== Exercise ==
Starting at the line below with "Target = fern frond" and stopping at the line with "Target = violet petal", please print each line exactly, those two included, and skip every picture.

━━ Given data

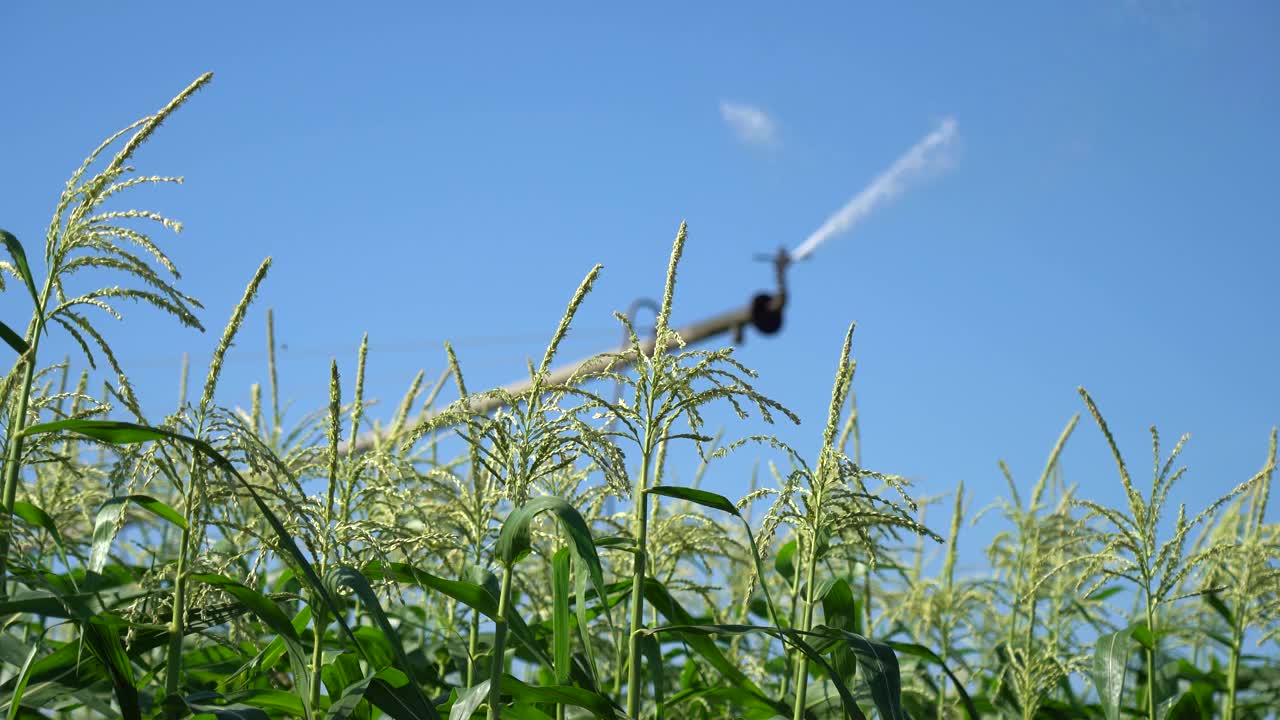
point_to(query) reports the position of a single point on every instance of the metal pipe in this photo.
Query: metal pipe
(763, 313)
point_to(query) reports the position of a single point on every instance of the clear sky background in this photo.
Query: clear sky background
(1106, 214)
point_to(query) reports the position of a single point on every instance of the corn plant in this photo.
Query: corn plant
(444, 560)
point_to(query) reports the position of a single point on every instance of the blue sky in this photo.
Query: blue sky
(1106, 214)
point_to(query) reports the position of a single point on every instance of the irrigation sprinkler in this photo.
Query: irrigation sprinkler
(763, 313)
(764, 310)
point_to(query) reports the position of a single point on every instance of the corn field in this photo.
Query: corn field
(455, 563)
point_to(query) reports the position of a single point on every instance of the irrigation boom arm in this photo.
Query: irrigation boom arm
(763, 313)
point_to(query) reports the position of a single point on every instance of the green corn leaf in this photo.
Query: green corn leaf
(351, 578)
(469, 701)
(794, 638)
(928, 655)
(347, 702)
(561, 564)
(722, 504)
(109, 520)
(36, 516)
(22, 679)
(19, 261)
(652, 651)
(123, 433)
(1110, 664)
(13, 340)
(599, 705)
(513, 540)
(273, 618)
(467, 593)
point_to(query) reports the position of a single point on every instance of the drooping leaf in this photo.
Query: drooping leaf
(1110, 664)
(109, 519)
(19, 261)
(469, 701)
(273, 618)
(561, 563)
(353, 579)
(13, 340)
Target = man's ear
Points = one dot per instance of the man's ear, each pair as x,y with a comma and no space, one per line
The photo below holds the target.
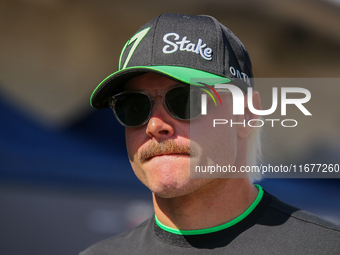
248,115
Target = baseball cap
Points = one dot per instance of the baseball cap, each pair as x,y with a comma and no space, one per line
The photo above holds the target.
183,48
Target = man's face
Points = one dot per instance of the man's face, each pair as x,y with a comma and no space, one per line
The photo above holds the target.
159,151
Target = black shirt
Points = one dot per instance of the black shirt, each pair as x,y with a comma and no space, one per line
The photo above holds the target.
273,227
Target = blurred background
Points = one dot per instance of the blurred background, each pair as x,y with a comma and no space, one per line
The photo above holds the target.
65,180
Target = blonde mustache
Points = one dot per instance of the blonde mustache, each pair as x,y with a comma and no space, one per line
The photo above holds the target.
165,147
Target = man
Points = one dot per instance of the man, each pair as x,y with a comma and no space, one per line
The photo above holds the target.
157,94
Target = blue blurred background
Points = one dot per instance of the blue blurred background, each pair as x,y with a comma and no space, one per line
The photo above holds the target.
65,180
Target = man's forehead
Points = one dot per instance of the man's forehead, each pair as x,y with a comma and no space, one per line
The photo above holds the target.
149,81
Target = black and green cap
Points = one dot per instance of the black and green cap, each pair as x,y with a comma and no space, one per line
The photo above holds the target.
183,48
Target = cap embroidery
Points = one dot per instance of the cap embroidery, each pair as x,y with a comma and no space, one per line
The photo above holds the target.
186,45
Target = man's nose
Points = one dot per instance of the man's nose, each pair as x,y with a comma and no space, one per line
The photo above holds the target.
161,124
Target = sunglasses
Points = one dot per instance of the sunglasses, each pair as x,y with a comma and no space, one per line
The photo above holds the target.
134,108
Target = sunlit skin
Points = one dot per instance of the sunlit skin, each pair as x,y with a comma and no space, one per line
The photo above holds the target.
180,201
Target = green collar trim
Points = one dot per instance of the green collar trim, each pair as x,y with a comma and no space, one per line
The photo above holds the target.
217,228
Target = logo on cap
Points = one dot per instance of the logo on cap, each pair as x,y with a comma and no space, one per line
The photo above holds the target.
186,45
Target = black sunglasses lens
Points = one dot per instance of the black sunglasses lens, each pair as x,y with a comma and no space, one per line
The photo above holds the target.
132,109
184,102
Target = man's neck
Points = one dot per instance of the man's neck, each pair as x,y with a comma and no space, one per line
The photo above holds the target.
214,204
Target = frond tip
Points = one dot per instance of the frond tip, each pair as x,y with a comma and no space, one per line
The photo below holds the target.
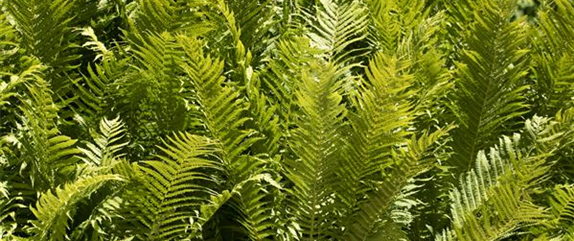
53,209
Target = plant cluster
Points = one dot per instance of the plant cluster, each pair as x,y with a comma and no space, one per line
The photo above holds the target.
286,120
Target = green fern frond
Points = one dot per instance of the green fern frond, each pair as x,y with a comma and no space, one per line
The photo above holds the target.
335,26
314,142
562,209
418,157
493,200
43,26
53,209
384,114
392,22
104,151
97,88
224,115
279,79
175,185
44,149
489,83
259,19
9,43
158,16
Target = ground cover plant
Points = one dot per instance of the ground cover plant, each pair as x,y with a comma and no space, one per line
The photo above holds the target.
286,120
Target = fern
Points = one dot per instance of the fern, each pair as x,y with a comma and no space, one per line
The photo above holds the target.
54,208
335,26
175,185
314,167
43,148
104,153
493,201
489,83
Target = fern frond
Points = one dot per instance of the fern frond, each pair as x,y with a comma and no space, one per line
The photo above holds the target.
335,26
43,26
392,22
103,152
489,83
418,157
44,149
53,209
493,201
175,185
98,88
158,16
314,142
224,115
384,114
259,19
9,43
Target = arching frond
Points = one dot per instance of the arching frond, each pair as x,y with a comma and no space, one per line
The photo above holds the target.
489,82
314,142
43,26
158,16
104,151
43,148
418,157
223,113
175,186
335,26
554,68
53,209
384,114
492,201
393,22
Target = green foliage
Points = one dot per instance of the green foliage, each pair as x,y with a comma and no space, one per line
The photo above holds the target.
286,120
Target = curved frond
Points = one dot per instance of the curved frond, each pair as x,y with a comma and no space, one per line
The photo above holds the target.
335,26
314,142
103,152
175,186
43,148
53,209
493,201
416,158
490,86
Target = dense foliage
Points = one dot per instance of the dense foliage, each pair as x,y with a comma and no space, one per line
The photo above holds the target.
286,120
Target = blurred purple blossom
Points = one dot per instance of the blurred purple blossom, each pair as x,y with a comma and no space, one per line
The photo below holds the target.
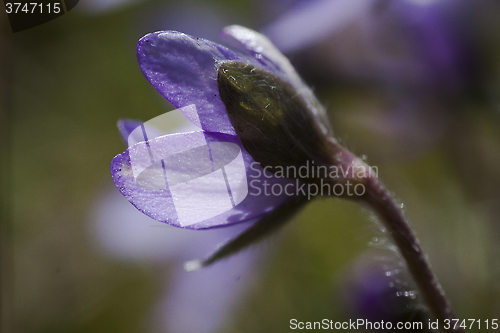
415,53
376,288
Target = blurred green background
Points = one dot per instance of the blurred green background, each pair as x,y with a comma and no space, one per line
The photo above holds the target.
67,82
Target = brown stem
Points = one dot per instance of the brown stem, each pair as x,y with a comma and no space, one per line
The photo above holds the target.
381,202
378,198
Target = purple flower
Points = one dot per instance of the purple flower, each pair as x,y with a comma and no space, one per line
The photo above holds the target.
189,302
201,179
378,290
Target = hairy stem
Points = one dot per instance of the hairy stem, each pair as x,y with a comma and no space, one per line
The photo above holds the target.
378,198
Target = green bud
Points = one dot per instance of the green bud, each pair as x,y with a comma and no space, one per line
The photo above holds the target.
271,119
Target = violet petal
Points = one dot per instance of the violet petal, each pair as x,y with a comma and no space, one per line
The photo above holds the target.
207,186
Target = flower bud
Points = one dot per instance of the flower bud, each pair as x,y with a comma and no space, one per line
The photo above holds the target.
271,119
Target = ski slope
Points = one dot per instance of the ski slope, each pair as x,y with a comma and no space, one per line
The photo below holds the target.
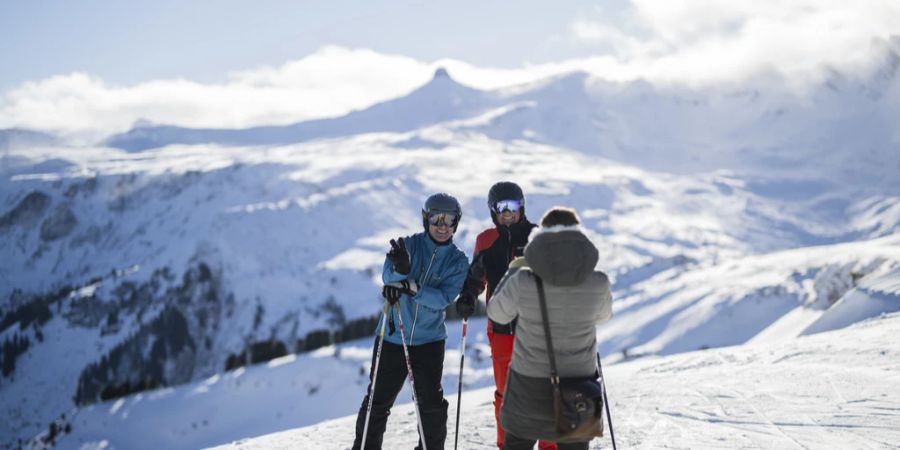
827,391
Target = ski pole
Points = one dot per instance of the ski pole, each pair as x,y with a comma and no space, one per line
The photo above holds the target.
462,361
384,314
412,383
612,435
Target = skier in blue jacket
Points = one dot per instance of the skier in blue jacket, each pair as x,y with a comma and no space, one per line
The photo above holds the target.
423,274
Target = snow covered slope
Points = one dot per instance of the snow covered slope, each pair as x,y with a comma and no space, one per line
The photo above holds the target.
829,390
724,217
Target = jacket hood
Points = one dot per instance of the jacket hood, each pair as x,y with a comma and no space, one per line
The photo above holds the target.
561,255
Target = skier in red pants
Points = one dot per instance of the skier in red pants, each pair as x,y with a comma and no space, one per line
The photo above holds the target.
494,249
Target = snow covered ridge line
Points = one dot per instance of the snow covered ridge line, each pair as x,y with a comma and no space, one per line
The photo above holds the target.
831,390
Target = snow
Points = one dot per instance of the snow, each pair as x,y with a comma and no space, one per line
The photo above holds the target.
725,219
829,390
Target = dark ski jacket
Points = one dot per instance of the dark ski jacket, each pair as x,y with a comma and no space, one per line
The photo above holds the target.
494,249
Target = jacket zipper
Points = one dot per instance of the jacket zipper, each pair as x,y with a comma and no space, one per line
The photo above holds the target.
421,284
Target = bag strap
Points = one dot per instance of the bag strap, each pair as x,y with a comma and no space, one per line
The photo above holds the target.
554,377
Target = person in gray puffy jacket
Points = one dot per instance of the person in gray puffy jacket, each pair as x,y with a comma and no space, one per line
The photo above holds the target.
578,298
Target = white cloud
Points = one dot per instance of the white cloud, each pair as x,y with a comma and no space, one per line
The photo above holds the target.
695,42
708,41
332,81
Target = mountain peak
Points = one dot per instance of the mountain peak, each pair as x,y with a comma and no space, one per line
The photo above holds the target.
441,73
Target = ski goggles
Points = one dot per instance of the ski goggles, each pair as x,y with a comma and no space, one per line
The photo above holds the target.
507,205
439,218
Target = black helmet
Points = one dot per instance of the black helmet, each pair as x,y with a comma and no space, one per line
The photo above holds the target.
505,190
441,202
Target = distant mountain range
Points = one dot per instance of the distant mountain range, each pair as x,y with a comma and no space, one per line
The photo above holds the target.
169,254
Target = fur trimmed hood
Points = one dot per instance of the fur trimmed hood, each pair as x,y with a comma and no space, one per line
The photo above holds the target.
561,255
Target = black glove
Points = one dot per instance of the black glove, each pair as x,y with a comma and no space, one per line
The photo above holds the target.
465,305
399,257
408,287
391,293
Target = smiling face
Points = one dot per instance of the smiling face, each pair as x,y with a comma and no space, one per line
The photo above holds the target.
440,233
508,217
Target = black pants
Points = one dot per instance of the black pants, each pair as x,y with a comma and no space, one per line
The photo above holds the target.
513,442
428,366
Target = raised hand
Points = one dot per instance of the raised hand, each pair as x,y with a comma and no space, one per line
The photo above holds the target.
465,305
399,257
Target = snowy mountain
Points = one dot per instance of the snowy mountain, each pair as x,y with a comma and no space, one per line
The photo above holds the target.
829,390
439,100
724,218
842,126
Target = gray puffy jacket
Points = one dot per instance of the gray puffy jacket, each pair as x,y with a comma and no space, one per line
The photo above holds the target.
578,298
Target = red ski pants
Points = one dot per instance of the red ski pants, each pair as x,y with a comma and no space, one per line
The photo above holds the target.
501,354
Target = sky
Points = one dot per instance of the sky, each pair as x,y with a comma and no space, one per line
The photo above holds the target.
99,66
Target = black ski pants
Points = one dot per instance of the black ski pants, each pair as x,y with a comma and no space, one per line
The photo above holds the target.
428,367
513,442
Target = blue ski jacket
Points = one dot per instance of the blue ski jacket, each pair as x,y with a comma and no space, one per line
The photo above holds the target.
440,271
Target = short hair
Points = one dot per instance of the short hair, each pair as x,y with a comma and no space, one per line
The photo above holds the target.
560,215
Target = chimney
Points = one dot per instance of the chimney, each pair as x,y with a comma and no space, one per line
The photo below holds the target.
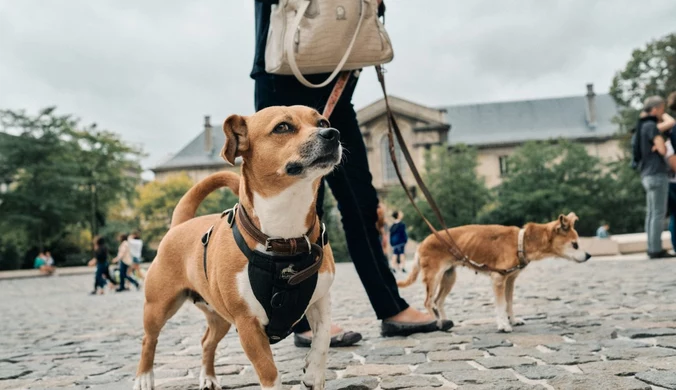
208,137
591,106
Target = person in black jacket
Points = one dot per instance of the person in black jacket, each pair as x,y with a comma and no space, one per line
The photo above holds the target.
351,186
102,276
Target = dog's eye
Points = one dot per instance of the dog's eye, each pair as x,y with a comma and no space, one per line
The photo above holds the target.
282,128
323,123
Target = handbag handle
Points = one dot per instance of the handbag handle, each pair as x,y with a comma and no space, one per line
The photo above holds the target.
292,55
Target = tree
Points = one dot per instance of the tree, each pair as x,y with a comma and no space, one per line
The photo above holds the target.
157,200
49,160
650,71
547,179
452,181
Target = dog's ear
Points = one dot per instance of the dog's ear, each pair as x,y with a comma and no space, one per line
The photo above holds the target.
236,138
563,223
572,217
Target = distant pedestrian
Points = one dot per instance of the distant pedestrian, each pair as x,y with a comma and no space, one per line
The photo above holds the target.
654,173
135,249
100,260
40,263
398,240
603,231
124,258
49,259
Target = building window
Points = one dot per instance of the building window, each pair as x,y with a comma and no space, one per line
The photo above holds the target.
504,169
389,174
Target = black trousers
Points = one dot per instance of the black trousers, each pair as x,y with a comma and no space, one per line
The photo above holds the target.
350,184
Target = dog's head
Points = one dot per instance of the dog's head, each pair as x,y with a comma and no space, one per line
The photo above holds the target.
565,239
286,144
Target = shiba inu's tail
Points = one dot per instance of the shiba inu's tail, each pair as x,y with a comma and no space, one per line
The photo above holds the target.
187,206
414,272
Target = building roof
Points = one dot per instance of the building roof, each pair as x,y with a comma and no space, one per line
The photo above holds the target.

━━━━

== Solution below ==
Target = fern frond
Points = one dot per instance of the fern frond, each pair as x,y with a comma and no space, one per line
The photo above holds the target.
335,26
43,26
392,22
103,152
489,83
418,157
44,149
53,209
493,201
175,185
98,88
158,16
314,142
224,115
384,114
259,19
9,43
Target = arching frond
Points = one dot per instance of the arching frond, each pair as x,y with a comma and no space, one per line
The photo above holds the target.
489,82
314,142
43,26
158,16
104,151
43,148
418,157
223,113
175,186
335,26
554,68
53,209
384,114
492,201
393,22
Target = green foliage
Points = one dot per instance of the green foliage, each pair as x,y with a comma and no space, one per line
The photo above holds the target.
286,120
Target = curved frond
Points = one dot per instance of the curved frond, each pair as x,y with a comma and no space, one per line
The photo above holds the target.
335,26
314,142
103,152
175,186
43,148
53,209
493,201
416,158
490,86
Target = dense foliage
Points = one dot per instance of the dense foliage, each pair as x,y with a comma and no space, one per line
The photo above holds the target.
286,120
Target = blurred purple blossom
Points = one dot per instance of the blurred purple blossom, each pair as x,y with a comma and no space, one per line
The photo below holds the target.
415,53
376,288
Target = blurred green background
Points = one dot per instance of the blurred green background, each pair as x,y with a comma and no space, one per line
The photo above holds the target.
67,82
Target = brown stem
Points = one dot per instance of the brown stem, each pair as x,y with a comma and no space, one per line
The photo above holds the target.
381,202
378,198
Target = purple flower
Points = one dot per instance of the purple flower, each pair as x,y with a comma and no space, one per line
The photo above holds the target.
189,302
201,179
378,290
Target = hairy stem
Points = one dot per instance of the hairy stem, each pair as x,y with a comma and no space, one per line
The photo above holds the target.
378,198
Target = green bud
Points = one dot per instance of the green bud, each pair as x,y with a comma and no space, one per line
The photo above holds the target.
271,119
Target = violet petal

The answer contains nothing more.